What you need to do
Copy out the records below exactly, from the line containing "The response should indicate, for every instance of the rope" through the line containing "Target: rope line", inclusive, and copy only those lines.

══ Supplied information ══

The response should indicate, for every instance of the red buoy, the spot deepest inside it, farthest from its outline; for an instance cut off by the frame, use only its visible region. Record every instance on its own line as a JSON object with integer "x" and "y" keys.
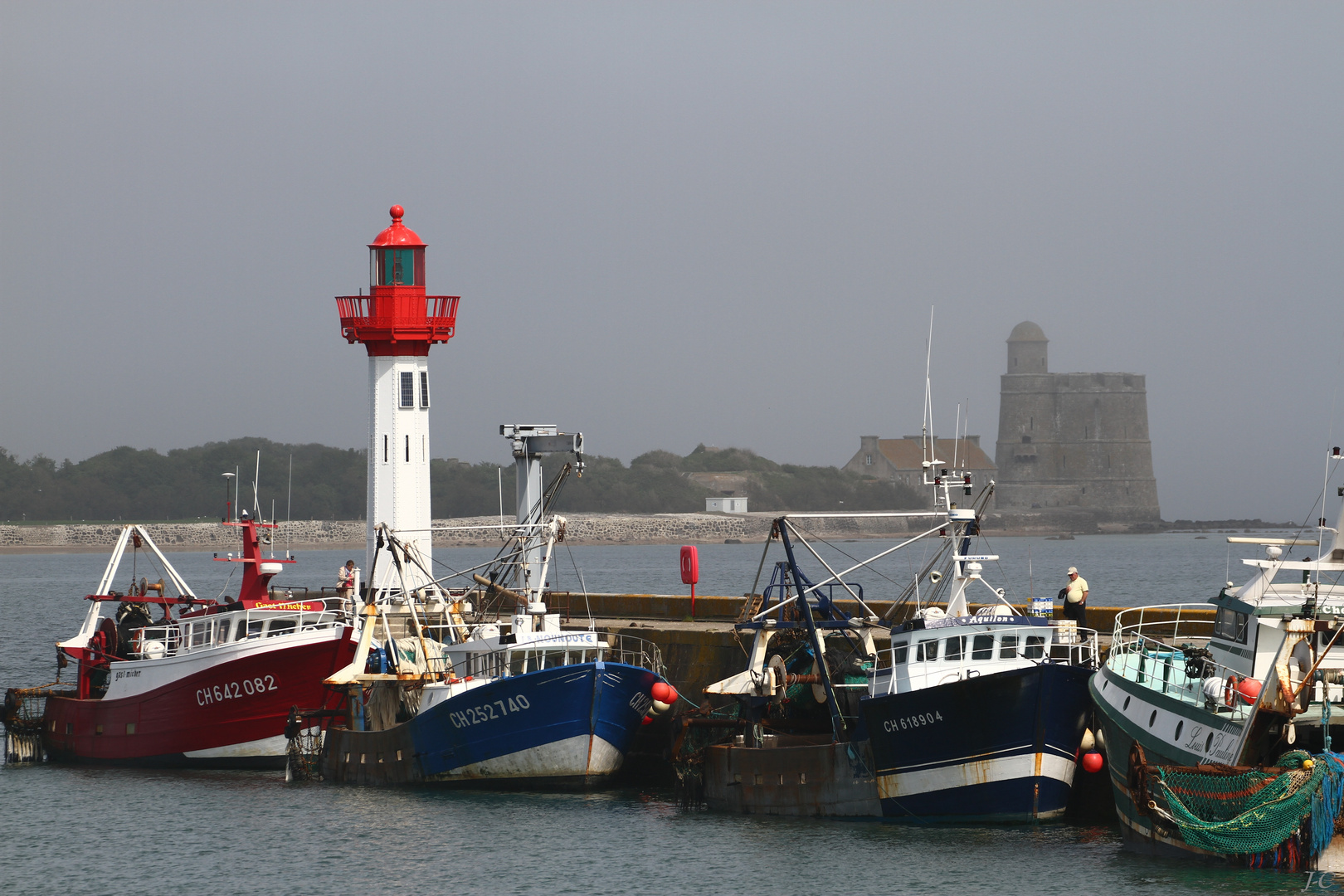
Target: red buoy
{"x": 663, "y": 692}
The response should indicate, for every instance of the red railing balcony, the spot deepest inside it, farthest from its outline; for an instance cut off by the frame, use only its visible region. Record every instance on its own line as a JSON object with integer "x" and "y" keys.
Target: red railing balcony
{"x": 394, "y": 319}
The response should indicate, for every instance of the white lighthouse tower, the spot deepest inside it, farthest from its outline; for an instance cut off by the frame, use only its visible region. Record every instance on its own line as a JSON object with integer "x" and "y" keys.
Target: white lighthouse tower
{"x": 397, "y": 323}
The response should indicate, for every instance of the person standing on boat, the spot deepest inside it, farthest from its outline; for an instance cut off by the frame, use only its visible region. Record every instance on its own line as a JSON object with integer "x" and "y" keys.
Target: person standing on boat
{"x": 346, "y": 579}
{"x": 1075, "y": 598}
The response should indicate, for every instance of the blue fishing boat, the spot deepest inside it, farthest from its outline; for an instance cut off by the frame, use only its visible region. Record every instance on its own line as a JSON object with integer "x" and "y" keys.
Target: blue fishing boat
{"x": 964, "y": 716}
{"x": 485, "y": 685}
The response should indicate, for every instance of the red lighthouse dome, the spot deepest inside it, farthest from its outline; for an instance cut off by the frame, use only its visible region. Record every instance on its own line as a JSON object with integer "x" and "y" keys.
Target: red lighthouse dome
{"x": 397, "y": 317}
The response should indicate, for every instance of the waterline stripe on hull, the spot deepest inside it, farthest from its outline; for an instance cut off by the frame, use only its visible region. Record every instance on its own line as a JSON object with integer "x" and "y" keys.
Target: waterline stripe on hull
{"x": 585, "y": 757}
{"x": 972, "y": 772}
{"x": 272, "y": 747}
{"x": 1007, "y": 752}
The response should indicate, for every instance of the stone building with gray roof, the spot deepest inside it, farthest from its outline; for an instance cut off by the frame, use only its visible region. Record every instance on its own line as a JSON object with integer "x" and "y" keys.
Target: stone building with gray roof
{"x": 901, "y": 461}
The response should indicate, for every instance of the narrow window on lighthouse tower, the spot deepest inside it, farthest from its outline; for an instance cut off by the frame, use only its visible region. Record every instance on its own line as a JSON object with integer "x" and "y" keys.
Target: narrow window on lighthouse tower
{"x": 407, "y": 388}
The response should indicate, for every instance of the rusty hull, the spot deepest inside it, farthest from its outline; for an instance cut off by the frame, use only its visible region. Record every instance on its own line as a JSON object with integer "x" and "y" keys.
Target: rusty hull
{"x": 793, "y": 778}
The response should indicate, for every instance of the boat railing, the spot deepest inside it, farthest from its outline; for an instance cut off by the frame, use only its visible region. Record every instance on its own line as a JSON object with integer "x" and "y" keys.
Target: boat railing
{"x": 205, "y": 633}
{"x": 986, "y": 652}
{"x": 1157, "y": 648}
{"x": 535, "y": 655}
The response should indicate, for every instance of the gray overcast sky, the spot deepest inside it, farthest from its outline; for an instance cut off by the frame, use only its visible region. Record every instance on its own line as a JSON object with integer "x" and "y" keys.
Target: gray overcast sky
{"x": 679, "y": 223}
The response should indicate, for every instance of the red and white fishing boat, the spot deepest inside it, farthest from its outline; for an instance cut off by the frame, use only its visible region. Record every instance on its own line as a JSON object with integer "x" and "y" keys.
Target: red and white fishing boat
{"x": 210, "y": 687}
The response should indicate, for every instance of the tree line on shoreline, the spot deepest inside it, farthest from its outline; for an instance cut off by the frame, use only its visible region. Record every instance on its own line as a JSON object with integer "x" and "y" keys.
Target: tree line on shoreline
{"x": 329, "y": 484}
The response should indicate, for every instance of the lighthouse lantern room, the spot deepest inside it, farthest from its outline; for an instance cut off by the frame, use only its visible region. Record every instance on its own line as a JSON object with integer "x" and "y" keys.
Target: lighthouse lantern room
{"x": 397, "y": 323}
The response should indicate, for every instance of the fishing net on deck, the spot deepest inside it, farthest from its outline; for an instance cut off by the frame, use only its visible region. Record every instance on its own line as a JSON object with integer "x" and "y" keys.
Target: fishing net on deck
{"x": 1287, "y": 815}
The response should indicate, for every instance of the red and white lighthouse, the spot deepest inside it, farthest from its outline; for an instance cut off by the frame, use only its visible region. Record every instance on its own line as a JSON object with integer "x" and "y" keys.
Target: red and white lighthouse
{"x": 398, "y": 323}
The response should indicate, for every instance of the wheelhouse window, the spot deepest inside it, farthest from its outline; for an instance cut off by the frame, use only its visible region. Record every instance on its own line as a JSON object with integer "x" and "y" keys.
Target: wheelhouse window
{"x": 407, "y": 388}
{"x": 1231, "y": 625}
{"x": 983, "y": 648}
{"x": 396, "y": 266}
{"x": 955, "y": 648}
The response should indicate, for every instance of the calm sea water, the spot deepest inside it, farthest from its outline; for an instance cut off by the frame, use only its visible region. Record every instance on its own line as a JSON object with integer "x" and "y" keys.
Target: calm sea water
{"x": 110, "y": 830}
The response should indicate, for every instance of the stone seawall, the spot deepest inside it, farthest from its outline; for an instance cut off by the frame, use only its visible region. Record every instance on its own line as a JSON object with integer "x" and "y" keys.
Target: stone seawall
{"x": 581, "y": 528}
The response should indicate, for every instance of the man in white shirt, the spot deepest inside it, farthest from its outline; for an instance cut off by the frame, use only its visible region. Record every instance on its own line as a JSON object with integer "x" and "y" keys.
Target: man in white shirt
{"x": 1075, "y": 598}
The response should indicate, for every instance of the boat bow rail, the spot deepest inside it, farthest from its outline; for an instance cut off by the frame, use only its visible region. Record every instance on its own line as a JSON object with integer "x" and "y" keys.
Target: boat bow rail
{"x": 217, "y": 631}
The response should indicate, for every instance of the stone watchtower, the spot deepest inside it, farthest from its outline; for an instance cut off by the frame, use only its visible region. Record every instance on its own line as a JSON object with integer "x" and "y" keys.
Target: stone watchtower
{"x": 1073, "y": 440}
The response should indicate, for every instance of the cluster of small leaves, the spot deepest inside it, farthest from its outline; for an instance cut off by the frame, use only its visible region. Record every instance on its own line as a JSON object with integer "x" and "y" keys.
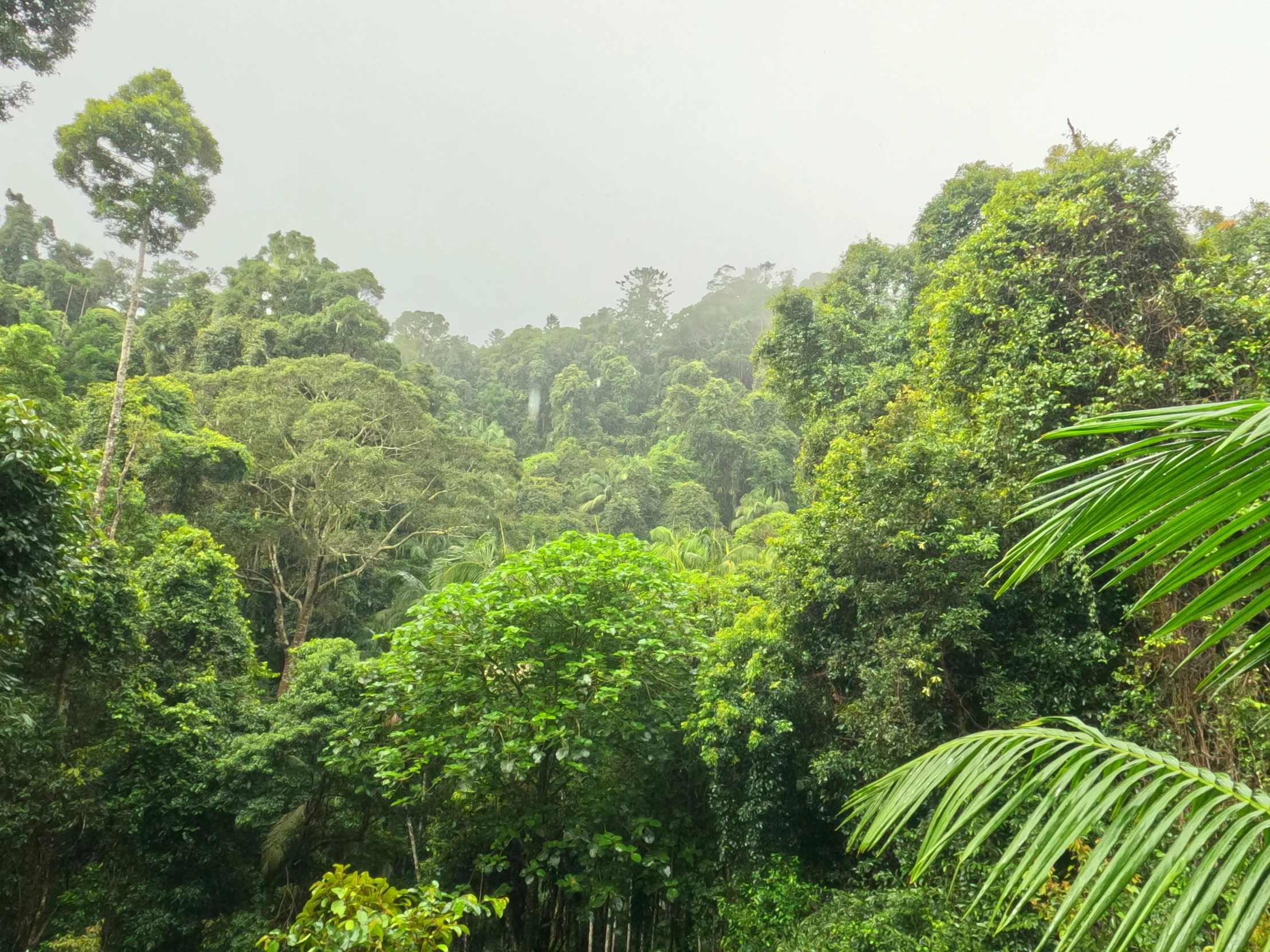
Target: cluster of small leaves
{"x": 42, "y": 513}
{"x": 354, "y": 912}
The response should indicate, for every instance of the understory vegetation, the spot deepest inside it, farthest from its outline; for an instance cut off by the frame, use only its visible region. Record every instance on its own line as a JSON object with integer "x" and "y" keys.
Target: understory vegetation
{"x": 352, "y": 634}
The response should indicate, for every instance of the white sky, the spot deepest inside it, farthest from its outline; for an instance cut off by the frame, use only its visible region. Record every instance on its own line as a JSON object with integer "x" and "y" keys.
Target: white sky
{"x": 498, "y": 162}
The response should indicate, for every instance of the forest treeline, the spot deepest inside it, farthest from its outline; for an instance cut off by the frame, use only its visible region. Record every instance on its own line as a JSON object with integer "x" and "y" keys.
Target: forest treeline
{"x": 609, "y": 620}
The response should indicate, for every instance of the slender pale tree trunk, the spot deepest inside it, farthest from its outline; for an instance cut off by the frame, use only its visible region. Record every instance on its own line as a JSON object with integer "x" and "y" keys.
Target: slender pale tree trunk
{"x": 121, "y": 375}
{"x": 300, "y": 634}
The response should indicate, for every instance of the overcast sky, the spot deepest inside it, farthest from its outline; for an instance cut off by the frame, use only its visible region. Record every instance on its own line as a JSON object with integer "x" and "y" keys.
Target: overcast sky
{"x": 498, "y": 162}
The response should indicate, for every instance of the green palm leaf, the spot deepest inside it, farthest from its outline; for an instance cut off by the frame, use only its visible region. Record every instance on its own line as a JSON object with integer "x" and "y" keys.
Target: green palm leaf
{"x": 1193, "y": 837}
{"x": 1191, "y": 494}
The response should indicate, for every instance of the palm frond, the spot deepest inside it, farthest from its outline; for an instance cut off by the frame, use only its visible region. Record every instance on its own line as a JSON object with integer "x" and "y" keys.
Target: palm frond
{"x": 1191, "y": 494}
{"x": 467, "y": 561}
{"x": 1198, "y": 833}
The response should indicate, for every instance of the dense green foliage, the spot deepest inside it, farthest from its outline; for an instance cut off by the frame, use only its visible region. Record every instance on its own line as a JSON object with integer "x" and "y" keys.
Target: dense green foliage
{"x": 609, "y": 621}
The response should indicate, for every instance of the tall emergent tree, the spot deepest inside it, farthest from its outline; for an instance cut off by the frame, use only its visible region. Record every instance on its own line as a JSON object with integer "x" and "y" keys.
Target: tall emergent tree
{"x": 144, "y": 159}
{"x": 36, "y": 34}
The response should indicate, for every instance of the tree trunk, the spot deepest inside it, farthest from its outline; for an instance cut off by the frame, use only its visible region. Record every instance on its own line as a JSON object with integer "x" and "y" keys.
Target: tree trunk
{"x": 121, "y": 375}
{"x": 301, "y": 631}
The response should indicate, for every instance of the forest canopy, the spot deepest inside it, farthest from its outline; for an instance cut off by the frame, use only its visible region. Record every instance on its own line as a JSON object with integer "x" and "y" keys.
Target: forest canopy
{"x": 585, "y": 635}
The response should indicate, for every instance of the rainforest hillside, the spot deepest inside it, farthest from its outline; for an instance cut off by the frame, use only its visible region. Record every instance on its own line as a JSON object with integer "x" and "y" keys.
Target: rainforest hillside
{"x": 601, "y": 621}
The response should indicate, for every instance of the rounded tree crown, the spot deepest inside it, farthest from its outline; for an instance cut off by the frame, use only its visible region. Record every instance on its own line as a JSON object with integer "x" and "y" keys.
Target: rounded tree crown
{"x": 143, "y": 158}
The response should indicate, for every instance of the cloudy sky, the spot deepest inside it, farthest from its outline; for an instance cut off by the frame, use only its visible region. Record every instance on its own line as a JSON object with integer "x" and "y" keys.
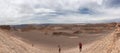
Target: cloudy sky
{"x": 58, "y": 11}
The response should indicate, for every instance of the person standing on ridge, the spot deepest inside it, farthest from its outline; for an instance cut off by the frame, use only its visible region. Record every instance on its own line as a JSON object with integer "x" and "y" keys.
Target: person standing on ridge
{"x": 80, "y": 46}
{"x": 59, "y": 48}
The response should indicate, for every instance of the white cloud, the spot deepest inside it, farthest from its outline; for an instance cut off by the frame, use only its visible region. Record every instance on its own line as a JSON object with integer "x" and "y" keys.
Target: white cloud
{"x": 55, "y": 11}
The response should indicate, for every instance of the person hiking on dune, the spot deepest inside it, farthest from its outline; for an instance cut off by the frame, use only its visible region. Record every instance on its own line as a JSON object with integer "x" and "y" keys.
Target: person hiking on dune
{"x": 80, "y": 46}
{"x": 59, "y": 48}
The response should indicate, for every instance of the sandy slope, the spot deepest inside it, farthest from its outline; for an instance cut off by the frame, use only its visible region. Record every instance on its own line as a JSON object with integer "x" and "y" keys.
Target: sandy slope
{"x": 108, "y": 44}
{"x": 10, "y": 44}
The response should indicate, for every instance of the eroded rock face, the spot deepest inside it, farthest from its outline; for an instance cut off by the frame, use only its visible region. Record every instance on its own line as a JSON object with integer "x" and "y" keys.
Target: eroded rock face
{"x": 5, "y": 27}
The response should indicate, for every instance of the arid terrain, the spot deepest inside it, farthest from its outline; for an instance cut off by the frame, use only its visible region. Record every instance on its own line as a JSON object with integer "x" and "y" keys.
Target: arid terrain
{"x": 45, "y": 38}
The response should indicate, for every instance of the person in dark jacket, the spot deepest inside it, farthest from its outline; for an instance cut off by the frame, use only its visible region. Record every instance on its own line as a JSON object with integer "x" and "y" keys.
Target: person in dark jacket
{"x": 80, "y": 46}
{"x": 59, "y": 48}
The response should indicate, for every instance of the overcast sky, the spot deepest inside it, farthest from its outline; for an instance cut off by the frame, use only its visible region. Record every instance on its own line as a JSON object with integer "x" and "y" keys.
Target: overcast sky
{"x": 58, "y": 11}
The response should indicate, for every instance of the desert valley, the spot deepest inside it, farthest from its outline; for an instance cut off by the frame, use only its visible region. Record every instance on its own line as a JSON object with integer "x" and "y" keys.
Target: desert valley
{"x": 45, "y": 38}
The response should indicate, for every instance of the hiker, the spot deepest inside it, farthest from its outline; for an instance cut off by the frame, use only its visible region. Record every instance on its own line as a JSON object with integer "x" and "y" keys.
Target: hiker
{"x": 80, "y": 46}
{"x": 59, "y": 48}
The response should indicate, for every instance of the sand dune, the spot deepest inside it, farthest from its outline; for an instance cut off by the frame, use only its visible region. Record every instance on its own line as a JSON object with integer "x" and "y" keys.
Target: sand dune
{"x": 34, "y": 42}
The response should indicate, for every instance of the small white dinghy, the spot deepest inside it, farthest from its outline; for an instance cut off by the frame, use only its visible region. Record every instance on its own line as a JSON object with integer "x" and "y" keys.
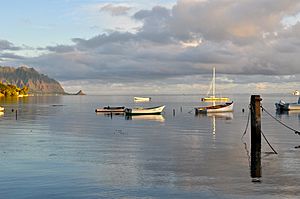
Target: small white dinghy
{"x": 227, "y": 107}
{"x": 283, "y": 106}
{"x": 144, "y": 111}
{"x": 142, "y": 99}
{"x": 111, "y": 109}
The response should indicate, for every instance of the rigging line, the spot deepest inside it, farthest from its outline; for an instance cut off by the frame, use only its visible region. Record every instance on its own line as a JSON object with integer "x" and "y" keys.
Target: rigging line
{"x": 296, "y": 131}
{"x": 248, "y": 119}
{"x": 268, "y": 142}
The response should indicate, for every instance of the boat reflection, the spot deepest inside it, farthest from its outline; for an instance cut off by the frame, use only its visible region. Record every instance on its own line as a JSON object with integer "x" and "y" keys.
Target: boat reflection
{"x": 156, "y": 118}
{"x": 217, "y": 116}
{"x": 290, "y": 113}
{"x": 111, "y": 114}
{"x": 223, "y": 115}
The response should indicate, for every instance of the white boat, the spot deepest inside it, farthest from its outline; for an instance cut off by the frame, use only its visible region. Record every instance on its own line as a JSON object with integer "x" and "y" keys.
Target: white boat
{"x": 227, "y": 107}
{"x": 111, "y": 109}
{"x": 281, "y": 105}
{"x": 142, "y": 99}
{"x": 156, "y": 118}
{"x": 215, "y": 108}
{"x": 213, "y": 97}
{"x": 296, "y": 92}
{"x": 144, "y": 111}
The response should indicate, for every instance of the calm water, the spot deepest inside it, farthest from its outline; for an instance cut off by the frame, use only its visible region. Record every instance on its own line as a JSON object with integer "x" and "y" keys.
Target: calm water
{"x": 60, "y": 148}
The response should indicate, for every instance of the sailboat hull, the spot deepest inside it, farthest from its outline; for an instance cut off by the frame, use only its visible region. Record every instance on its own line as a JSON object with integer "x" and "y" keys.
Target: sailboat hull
{"x": 227, "y": 107}
{"x": 215, "y": 99}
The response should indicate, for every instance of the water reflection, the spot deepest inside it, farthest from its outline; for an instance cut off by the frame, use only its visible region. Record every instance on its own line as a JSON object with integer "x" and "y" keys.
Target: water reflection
{"x": 157, "y": 118}
{"x": 290, "y": 113}
{"x": 217, "y": 116}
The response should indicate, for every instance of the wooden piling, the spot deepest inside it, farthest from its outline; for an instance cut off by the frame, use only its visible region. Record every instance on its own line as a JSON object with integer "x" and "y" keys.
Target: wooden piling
{"x": 255, "y": 136}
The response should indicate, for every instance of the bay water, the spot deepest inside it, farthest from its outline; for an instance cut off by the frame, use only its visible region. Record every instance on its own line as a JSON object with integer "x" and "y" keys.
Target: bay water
{"x": 58, "y": 147}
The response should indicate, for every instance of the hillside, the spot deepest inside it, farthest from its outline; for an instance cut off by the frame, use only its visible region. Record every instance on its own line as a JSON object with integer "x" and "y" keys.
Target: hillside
{"x": 29, "y": 77}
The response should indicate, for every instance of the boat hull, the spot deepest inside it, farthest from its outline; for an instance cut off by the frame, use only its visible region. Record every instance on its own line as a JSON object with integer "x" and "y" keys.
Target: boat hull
{"x": 109, "y": 109}
{"x": 144, "y": 111}
{"x": 142, "y": 99}
{"x": 215, "y": 99}
{"x": 227, "y": 107}
{"x": 287, "y": 106}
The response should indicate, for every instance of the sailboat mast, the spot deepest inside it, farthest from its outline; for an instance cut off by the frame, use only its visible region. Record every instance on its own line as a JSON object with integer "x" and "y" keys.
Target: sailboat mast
{"x": 214, "y": 82}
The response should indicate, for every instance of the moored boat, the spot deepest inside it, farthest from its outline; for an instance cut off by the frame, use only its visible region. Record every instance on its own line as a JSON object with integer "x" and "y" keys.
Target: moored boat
{"x": 144, "y": 111}
{"x": 111, "y": 109}
{"x": 213, "y": 97}
{"x": 227, "y": 107}
{"x": 296, "y": 92}
{"x": 142, "y": 99}
{"x": 281, "y": 105}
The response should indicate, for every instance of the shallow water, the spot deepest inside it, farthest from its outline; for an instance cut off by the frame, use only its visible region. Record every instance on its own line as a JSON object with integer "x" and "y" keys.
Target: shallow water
{"x": 58, "y": 147}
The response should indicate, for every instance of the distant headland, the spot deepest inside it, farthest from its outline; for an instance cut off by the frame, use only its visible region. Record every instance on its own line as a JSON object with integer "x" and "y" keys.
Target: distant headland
{"x": 29, "y": 80}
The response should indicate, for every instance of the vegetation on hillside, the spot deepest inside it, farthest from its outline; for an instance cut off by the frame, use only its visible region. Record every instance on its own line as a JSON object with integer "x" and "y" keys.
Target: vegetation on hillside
{"x": 28, "y": 77}
{"x": 12, "y": 90}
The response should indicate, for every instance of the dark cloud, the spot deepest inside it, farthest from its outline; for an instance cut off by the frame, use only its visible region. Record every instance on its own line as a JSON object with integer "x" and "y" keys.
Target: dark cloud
{"x": 6, "y": 45}
{"x": 59, "y": 48}
{"x": 5, "y": 56}
{"x": 242, "y": 39}
{"x": 115, "y": 10}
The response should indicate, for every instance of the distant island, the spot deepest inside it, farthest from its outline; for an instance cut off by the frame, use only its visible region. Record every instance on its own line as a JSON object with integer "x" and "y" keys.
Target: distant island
{"x": 13, "y": 91}
{"x": 27, "y": 80}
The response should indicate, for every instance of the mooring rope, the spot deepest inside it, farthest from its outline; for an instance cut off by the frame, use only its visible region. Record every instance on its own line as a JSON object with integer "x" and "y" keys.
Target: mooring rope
{"x": 296, "y": 131}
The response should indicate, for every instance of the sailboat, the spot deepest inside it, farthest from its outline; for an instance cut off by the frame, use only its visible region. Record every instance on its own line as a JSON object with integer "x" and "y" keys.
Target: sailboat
{"x": 213, "y": 88}
{"x": 215, "y": 108}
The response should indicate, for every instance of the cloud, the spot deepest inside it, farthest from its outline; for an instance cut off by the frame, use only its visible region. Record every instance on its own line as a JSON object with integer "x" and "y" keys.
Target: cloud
{"x": 6, "y": 45}
{"x": 115, "y": 10}
{"x": 246, "y": 41}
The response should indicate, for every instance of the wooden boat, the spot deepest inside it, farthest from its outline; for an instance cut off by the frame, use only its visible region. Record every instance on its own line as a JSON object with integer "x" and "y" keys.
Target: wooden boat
{"x": 213, "y": 88}
{"x": 144, "y": 111}
{"x": 111, "y": 109}
{"x": 155, "y": 118}
{"x": 227, "y": 107}
{"x": 281, "y": 105}
{"x": 142, "y": 99}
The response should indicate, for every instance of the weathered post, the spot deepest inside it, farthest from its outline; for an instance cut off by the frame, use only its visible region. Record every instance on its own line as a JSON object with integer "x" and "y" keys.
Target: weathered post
{"x": 255, "y": 137}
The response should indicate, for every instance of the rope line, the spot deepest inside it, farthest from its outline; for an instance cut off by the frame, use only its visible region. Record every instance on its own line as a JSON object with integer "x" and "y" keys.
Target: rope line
{"x": 292, "y": 129}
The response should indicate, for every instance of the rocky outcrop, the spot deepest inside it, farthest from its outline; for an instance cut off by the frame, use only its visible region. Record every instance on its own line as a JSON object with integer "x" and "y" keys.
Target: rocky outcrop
{"x": 36, "y": 82}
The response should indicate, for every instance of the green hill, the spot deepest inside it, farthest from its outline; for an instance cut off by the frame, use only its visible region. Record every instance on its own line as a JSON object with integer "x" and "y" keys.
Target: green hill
{"x": 29, "y": 77}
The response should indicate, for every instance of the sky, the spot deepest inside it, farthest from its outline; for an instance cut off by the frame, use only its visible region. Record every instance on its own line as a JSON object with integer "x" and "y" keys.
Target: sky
{"x": 157, "y": 46}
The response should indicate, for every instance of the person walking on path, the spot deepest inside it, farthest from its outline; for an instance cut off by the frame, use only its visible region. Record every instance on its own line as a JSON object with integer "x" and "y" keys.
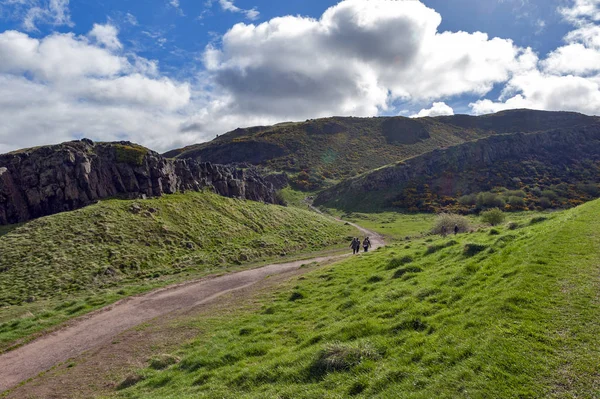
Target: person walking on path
{"x": 366, "y": 244}
{"x": 355, "y": 245}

═══

Task response
The response should indicate, for every instance of the rope line, the spot deepest inside it, farthest from its outline; for an instance cut off by the frame, use only its visible region. Record every instance on its own line as a JSON object with integer "x" and "y" keys.
Target: rope line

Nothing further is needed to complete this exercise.